▶ _WHAT YOU WILL DO_
Write all of the lines below out again, exactly as they stand.

▶ _SUPPLIED DATA_
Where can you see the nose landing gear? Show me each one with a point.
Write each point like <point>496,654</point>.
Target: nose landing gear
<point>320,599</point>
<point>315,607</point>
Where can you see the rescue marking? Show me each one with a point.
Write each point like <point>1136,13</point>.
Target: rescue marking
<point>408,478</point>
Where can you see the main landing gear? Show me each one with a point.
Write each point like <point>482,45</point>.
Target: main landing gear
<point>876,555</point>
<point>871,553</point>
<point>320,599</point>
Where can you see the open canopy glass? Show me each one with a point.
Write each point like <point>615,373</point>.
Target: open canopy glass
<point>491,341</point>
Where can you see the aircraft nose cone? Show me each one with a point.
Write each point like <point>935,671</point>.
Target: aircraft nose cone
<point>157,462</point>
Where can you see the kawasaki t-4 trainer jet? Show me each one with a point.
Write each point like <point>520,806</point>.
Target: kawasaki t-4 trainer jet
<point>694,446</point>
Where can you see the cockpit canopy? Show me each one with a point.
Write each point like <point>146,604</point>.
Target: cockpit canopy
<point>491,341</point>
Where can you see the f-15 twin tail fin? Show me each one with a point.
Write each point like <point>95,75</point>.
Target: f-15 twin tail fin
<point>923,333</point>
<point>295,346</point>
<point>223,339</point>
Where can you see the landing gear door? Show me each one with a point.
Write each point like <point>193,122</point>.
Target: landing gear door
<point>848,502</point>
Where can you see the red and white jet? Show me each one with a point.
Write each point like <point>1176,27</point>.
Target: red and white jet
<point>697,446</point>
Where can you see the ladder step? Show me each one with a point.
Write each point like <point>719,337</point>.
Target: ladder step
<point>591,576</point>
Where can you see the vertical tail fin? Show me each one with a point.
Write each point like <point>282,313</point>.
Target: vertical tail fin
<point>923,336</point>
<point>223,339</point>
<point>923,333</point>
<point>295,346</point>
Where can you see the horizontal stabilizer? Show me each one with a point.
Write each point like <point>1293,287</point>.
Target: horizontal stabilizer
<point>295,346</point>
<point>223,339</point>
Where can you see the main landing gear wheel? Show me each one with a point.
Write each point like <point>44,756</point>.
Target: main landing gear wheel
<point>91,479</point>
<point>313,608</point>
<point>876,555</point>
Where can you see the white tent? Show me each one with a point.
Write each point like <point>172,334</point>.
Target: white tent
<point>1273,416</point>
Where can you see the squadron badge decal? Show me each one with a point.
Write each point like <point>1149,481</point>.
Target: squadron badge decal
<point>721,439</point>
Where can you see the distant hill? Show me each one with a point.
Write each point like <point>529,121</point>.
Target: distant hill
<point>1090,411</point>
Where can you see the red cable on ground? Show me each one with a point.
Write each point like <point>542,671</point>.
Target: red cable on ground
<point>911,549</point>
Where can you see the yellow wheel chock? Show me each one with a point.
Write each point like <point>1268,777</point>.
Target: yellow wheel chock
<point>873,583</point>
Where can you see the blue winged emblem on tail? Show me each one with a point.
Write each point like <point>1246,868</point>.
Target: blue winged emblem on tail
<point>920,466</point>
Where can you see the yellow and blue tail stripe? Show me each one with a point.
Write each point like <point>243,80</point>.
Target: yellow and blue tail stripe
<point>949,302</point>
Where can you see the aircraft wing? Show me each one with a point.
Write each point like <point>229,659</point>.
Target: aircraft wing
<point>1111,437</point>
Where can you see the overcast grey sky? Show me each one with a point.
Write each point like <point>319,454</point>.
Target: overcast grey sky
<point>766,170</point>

▶ _SOLVED PROBLEM_
Where can you see the nose landing gear? Show me each one with a point.
Write each point like <point>496,654</point>.
Target: nose landing gear
<point>320,599</point>
<point>315,607</point>
Where can you see the rescue marking? Show me each one with a point.
Write each point like <point>1136,13</point>.
Target: rescue marking
<point>408,478</point>
Where can you see the main landing gear? Show me each one with a point.
Write each point like <point>482,45</point>.
Target: main landing gear
<point>876,555</point>
<point>871,553</point>
<point>320,599</point>
Where can you see the open canopy glass? Show me each one with a point.
Write each point like <point>615,373</point>.
Target: open canopy glass
<point>491,341</point>
Where can you see the aircraft nose cone? Show me each one with a point.
Write each point like <point>935,671</point>.
Target: aircraft nose cone
<point>157,462</point>
Where can you see the kawasaki t-4 trainer jet? Show me each one with a point.
Write each point like <point>520,806</point>.
Target: kawasaki t-4 trainer jet
<point>694,446</point>
Where can you see the cockpit canopy? Show me each one with a point.
Write each point like <point>146,604</point>.
Target: cockpit canopy
<point>491,341</point>
Where can you see the f-15 twin tail fin? Show me each one with a point.
Write each point like <point>95,75</point>.
Target: f-15 twin tail fin
<point>923,333</point>
<point>295,346</point>
<point>223,339</point>
Where can you see the landing gear door? Show me each one with a point.
Write each point like <point>193,122</point>.
Target: landing gear door
<point>848,502</point>
Where can you see the red and white jet? Show me each one with a point.
Write each point like <point>1176,27</point>.
Target: red and white jet
<point>697,446</point>
Where can you see the ladder step? Show me each one with a point.
Write each point like <point>719,337</point>.
Target: ladder step
<point>591,576</point>
Where can you see the vertical tail fin? Show me each one with a point.
Write each point like <point>282,313</point>.
Target: vertical tail fin
<point>923,336</point>
<point>223,339</point>
<point>923,333</point>
<point>295,346</point>
Where can you see the horizontal stabilizer? Show me each one with a point.
Write each point like <point>1293,287</point>.
Target: horizontal stabilizer
<point>295,346</point>
<point>223,339</point>
Where can you see the main landing gear wheel? Show me each one with a point.
Write each point like <point>44,756</point>.
Target: main landing gear wheel
<point>91,479</point>
<point>313,608</point>
<point>876,555</point>
Where can you see the white tent? Show me each one with a point.
Write each point like <point>172,334</point>.
Target: white tent
<point>1273,416</point>
Where can you see the squadron badge decal? Show me each one with a point.
Write each point like <point>1149,481</point>.
Target: squadron badge decal
<point>721,439</point>
Where can you see the distant hill? Show me each one with a point.
Write each point like <point>529,121</point>.
Target: distant hill
<point>1090,411</point>
Where can you see the red cable on ground? Show me each one with a point.
Write each point like <point>542,671</point>.
Target: red cable on ground
<point>911,549</point>
Where can you see the yellow wheel chock? Show me each one with a point.
Write each point like <point>1268,777</point>.
Target: yellow wheel chock
<point>873,583</point>
Where can you see the blue winged emblem on tail? Show me each one with a point.
Write each point like <point>1246,868</point>.
Target: blue winged emblem on tail
<point>920,466</point>
Where can you see the yellow and blue tail stripe? Show me each one with a point.
Write each point like <point>243,80</point>.
Target: yellow and blue tail stripe
<point>949,302</point>
Where can you see the aircraft wing? Show me each one with a point.
Write each point like <point>229,659</point>.
Target: aircraft wing
<point>1111,437</point>
Where can you see the overcast grey sky? Show me each one with a point.
Write each point like <point>319,454</point>.
Target: overcast grey sky
<point>766,170</point>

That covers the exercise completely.